— Fragmento citado —
------------------------------------------------
La poca aceptación de los partidos explica, asimismo, por qué existen hoy más de medio centenar de precandidatos presidenciales para 2022, en una explosión nunca vista de ambiciones electorales, falta de liderazgo y desconexión entre el electorado y los candidatos. El país no está escuchando las propuestas programáticas en medio de tanta vocinglería electorera, y fraccionamiento interno de los ya vergonzantes partidos existentes. Al punto que la mayoría de los candidatos busca, además, llegar por firmas a la tarjeta electoral, haciéndole el quite a los avales de los partidos, ahora convertidos en una pesada carga. Según el citado estudio de opinión, a la fecha el 77% de los colombianos aún no ha decidido por quién votar en los próximos comicios.

De otra parte, la ética pública ha sido gran ausente en el debate político incluso a la hora de evaluar el papel de la empresa privada frente a los déficits democráticos. La vigencia del Estado de derecho y la seguridad jurídica son reclamos que vienen del sector privado, pero muchos exigen más compromiso, esfuerzo fiscal e inversión social en un país con un 42.5% de pobreza. La ética construye reputación, impregna no solo el interés público en el sector privado sino la convicción de que esos valores de ética cívica, empresarial y ciudadana venden y generan valor en la cadena de producción. La cuadratura del círculo es por supuesto el debate sobre la responsabilidad del sector privado a la hora de financiar la política y las campañas, cuando el intercambio de pesos por votos y contratos, hacen de este tema el pozo séptico de la política.

En el nivel global, la corrupción pública está documentada, analizada y diagnosticada, mientras que la corrupción privada está ignorada y subvalorada. Hoy la ética corporativa abre su alcance a la sostenibilidad, los derechos humanos y una revolución digital que bascula en una gran brecha, carece de algoritmos éticos o brújulas morales, marcando un gran desafío que no se soluciona tampoco cercenando la libertad de expresión. El derrumbe ético carcome las bases de la legitimidad del Estado, fragiliza el desarrollo y debería ser prioridad en la agenda del debate electoral.
------------------------------------------------
— Registros mostrados —
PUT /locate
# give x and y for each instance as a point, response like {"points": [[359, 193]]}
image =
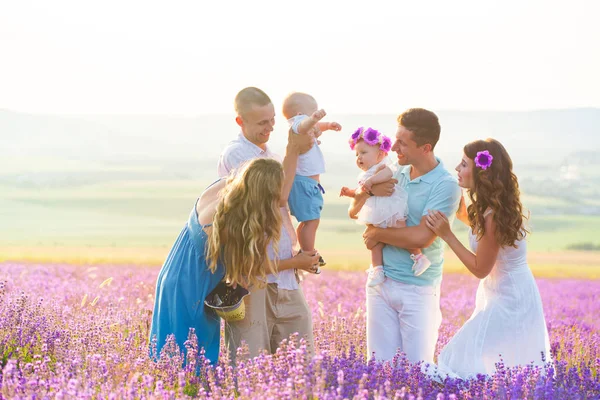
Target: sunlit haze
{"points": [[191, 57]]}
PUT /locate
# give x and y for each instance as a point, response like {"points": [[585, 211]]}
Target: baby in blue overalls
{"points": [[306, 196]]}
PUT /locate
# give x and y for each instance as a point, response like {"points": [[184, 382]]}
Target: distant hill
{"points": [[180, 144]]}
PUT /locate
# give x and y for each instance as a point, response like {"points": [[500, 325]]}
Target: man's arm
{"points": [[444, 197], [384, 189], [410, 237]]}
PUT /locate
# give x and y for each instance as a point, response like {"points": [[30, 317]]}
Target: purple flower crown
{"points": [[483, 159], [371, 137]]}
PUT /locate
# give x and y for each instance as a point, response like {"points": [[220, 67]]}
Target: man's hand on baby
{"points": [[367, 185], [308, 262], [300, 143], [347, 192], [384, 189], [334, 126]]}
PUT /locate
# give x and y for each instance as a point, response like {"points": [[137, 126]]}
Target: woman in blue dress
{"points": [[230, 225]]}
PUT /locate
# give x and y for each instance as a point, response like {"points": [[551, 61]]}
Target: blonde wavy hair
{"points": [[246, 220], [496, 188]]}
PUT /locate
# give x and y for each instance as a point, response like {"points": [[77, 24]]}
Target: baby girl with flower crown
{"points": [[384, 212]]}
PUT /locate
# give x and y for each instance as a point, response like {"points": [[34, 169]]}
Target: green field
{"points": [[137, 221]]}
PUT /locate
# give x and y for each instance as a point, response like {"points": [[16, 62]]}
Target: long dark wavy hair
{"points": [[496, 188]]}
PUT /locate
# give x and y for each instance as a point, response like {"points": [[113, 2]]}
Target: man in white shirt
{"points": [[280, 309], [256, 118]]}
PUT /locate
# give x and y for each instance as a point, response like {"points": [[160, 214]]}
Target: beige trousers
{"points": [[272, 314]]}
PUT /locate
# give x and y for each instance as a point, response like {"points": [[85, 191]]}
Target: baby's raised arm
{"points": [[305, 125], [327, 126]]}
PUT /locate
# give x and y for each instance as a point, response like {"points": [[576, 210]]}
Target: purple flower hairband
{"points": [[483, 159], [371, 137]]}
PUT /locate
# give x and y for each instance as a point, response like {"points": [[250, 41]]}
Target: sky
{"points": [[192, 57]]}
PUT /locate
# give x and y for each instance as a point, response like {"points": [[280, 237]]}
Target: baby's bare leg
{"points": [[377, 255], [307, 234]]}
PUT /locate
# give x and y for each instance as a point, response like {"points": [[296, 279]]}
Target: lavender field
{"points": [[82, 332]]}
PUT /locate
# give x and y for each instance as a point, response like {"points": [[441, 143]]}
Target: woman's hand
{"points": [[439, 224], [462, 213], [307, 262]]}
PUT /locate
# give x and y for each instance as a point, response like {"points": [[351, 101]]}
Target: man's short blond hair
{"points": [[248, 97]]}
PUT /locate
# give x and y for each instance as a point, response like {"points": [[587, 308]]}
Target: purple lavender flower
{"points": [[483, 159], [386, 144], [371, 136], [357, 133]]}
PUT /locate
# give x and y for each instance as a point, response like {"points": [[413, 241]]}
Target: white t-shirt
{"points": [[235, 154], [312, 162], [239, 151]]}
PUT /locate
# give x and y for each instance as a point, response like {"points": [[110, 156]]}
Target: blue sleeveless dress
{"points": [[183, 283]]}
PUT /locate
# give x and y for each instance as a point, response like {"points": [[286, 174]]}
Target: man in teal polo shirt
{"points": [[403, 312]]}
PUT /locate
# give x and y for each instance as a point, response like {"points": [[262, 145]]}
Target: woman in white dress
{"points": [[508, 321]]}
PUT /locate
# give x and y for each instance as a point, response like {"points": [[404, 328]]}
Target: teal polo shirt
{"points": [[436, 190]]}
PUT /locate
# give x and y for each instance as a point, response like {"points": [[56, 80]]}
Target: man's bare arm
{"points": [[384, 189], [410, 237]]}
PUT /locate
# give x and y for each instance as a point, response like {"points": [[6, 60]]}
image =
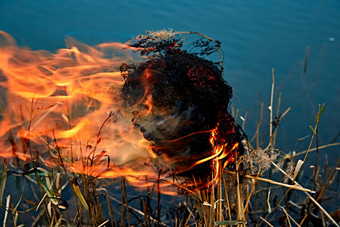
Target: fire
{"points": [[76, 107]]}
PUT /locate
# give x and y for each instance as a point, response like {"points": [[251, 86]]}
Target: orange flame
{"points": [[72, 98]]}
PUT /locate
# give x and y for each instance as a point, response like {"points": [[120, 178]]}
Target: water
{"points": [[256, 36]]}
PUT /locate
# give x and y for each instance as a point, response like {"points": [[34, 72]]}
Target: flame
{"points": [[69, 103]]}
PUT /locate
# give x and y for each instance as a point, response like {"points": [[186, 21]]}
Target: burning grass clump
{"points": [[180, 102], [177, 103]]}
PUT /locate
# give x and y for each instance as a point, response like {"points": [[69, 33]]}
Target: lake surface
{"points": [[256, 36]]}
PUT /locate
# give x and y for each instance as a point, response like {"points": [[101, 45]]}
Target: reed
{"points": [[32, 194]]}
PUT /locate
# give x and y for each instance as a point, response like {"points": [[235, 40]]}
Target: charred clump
------------------------------------------------
— Lo que harás —
1: Según el fragmento citado, ¿qué porcentaje de los colombianos aún no ha decidido por quién votar en los próximos comicios?
2: Prolonga el fragmento citado sobre la ética pública y el debate electoral a partir de su última oración.

— Respuestas por punto —
1: El 77%.

2:
¿Cuál es el peligro de este momento? Sin duda, que en medio de esta crisis global devastadora —descrita esta semana por el secretario general de la ONU— que tiene al mundo al borde del abismo, tome más fuerza el viento huracanado del populismo y el autoritarismo personificado en el caudillismo, que viene erosionando progresivamente los frágiles cimientos democráticos, sofocando derechos para restringir libertades básicas. Porque ante la falta de soluciones a las demandas ciudadanas de bienestar, equidad y seguridad, la democracia ha perdido adeptos, y los discursos salvadores de mesías con pies de barro se abren paso. Por ello, hay que salir de la falacia que sostiene que la seguridad es monopolio de la extrema derecha y el autoritarismo en tanto que la reforma social es patrimonio de la extrema izquierda y el populismo.

La gran conclusión es que todavía es posible salvar la democracia impidiendo su desmantelamiento; rehabilitando la buena política; impregnando de ética pública los liderazgos políticos y la acción del sector privado; demostrando que es posible hacer política con las manos limpias; resucitando los partidos políticos mediante la recuperación de su relevancia; concertando un pacto fiscal hacia un sistema tributario para reducir la desigualdad; invirtiendo desde la empresa en la promoción de valores democráticos; evitando el descuartizamiento de la independencia de poderes y órganos de control; fortaleciendo la ciudadanía mediante las nuevas herramientas de la deliberación democrática; empoderando a los jóvenes, las mujeres, las organizaciones sociales y las minorías étnicas.

En fin, encaminando el descontento y la protesta social por la vía del diálogo, hacia grandes acuerdos sociales que se concreten en reformas, en un proceso de construcción colectiva con la ciudadanía. Una agenda pactada de transformaciones sociales y políticas que reclama tanto Colombia como Latinoamérica, en el marco de un nuevo consenso que toca comenzar a construir ya. Es ahora, antes de que el tsunami del populismo o el autoritarismo se lleve todo.